:: What to do ::
Copy, word for word, the lines of the entries below between the one with "sea -> one point" and the one with "white wake trail", inclusive, and leave out everything else.

:: Study material ::
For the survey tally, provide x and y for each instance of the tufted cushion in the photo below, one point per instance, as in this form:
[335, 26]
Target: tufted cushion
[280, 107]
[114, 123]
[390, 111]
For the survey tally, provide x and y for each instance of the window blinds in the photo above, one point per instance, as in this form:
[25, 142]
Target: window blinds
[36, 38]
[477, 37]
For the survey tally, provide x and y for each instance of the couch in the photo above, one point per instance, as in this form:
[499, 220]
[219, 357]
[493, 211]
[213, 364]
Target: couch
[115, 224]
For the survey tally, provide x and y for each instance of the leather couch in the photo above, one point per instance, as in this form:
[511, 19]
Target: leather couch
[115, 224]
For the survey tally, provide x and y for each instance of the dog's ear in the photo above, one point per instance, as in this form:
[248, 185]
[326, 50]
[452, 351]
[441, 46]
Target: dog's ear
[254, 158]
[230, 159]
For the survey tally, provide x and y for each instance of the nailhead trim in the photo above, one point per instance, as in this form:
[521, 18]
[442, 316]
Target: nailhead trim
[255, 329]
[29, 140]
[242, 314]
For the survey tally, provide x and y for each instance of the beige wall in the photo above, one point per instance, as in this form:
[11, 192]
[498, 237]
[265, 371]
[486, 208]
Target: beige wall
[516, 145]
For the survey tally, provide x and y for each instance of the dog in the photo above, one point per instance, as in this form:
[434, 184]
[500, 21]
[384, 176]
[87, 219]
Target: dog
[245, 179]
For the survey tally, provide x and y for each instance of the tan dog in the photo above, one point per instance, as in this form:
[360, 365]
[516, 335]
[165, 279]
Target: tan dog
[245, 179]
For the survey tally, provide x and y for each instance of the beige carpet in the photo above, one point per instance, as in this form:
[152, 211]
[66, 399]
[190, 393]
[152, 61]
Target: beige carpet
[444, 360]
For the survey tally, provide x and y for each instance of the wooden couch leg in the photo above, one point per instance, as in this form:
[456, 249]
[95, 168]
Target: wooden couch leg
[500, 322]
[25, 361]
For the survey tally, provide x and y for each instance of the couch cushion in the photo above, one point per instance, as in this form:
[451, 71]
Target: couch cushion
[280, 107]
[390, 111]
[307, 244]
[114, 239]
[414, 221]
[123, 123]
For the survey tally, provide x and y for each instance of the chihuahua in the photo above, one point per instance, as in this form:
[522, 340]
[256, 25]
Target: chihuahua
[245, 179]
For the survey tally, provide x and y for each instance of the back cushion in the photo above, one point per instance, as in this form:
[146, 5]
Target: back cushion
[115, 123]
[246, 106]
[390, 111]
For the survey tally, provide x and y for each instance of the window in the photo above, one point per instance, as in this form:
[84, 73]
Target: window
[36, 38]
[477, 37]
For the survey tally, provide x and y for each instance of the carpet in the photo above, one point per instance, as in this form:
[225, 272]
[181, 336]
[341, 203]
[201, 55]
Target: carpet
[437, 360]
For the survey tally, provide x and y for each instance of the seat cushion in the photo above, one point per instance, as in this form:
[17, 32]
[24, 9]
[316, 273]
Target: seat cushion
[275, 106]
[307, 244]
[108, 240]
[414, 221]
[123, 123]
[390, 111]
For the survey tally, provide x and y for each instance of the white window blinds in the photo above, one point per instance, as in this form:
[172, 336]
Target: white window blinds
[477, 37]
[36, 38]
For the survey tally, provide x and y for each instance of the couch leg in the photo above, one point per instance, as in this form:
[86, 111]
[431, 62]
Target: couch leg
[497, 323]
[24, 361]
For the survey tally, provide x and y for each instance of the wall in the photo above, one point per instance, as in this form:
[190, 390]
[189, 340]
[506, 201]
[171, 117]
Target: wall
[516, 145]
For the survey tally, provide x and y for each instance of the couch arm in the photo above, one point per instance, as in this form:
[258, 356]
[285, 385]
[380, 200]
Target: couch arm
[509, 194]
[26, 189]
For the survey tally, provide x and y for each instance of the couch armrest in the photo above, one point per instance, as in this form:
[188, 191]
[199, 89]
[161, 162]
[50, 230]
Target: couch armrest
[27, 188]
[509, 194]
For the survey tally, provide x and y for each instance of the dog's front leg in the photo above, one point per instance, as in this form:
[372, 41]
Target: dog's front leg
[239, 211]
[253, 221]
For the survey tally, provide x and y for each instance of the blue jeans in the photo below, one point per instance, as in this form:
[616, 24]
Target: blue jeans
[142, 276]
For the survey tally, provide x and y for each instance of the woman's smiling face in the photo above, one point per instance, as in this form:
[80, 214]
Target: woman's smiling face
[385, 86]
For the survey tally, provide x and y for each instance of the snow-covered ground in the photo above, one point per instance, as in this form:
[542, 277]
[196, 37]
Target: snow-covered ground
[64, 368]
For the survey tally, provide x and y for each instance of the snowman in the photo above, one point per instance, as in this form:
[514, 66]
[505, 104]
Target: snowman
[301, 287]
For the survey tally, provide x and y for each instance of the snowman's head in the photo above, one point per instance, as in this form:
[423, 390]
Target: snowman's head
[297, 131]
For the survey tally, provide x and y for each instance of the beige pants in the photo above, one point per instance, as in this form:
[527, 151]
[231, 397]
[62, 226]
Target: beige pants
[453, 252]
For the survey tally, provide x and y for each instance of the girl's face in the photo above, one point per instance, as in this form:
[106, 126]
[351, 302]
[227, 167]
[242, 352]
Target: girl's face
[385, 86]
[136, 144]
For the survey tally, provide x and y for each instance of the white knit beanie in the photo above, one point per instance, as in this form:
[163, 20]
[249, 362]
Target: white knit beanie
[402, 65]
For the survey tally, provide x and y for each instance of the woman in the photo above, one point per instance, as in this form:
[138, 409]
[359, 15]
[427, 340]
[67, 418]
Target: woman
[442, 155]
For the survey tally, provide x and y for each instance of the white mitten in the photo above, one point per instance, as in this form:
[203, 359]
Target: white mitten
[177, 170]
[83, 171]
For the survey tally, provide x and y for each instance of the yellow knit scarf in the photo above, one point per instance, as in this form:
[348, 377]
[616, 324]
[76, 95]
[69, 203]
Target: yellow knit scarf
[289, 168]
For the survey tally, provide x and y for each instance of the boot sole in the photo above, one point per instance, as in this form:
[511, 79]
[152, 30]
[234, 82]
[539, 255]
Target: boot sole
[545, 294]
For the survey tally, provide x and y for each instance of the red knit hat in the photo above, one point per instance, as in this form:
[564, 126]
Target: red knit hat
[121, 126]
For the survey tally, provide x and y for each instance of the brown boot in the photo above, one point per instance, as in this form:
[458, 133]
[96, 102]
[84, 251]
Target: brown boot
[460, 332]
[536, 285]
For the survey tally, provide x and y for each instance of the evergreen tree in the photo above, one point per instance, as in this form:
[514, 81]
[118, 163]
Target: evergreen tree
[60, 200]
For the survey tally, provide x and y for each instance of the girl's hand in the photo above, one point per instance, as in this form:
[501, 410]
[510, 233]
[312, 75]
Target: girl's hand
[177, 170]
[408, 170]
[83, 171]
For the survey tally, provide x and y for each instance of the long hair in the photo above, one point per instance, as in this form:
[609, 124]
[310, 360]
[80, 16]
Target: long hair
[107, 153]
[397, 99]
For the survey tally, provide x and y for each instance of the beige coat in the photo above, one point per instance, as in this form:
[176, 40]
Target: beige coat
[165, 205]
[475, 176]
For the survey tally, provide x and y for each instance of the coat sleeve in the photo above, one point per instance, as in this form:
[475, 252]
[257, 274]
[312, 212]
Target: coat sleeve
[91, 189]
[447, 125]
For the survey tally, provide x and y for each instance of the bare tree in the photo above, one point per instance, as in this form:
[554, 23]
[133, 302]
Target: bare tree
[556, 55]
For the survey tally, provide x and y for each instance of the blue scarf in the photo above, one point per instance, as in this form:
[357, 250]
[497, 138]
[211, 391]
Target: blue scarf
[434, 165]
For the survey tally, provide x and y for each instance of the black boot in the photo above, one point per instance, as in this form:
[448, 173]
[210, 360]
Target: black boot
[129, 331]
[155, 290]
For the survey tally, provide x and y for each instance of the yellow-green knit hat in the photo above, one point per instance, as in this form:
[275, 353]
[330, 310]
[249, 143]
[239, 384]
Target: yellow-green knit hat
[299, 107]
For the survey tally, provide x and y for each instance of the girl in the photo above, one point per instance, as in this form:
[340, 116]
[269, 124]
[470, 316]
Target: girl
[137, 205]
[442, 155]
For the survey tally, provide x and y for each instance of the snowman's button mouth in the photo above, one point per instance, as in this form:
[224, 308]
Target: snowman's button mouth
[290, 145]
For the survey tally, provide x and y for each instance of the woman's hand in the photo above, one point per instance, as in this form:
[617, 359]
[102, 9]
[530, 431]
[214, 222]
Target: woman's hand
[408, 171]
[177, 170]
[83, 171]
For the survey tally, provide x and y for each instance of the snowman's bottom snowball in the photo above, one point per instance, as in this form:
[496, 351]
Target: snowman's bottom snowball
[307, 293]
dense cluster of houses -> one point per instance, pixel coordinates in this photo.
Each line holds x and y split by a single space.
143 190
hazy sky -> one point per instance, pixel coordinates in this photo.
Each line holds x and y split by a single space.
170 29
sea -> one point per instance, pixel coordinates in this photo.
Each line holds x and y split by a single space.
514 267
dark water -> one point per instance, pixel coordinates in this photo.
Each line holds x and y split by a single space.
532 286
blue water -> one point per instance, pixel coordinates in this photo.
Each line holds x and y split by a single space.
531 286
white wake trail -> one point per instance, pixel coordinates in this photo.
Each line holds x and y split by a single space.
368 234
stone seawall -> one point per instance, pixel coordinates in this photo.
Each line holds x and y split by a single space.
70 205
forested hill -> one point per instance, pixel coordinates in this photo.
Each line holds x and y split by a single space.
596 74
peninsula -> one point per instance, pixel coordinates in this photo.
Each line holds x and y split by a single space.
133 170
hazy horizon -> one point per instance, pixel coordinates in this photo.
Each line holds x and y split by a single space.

:: Worked solution ::
sea -> one point per instance, pixel coordinates in this photo.
Each line holds x and y split by a single space.
514 267
dark water -> one point per instance, pixel coordinates in this photo.
Each line holds x and y split by a single space.
532 286
blue water -> one point per instance, pixel coordinates in this photo.
Each line holds x and y split by a single space.
531 286
white wake trail -> one point per instance, pixel coordinates in this photo.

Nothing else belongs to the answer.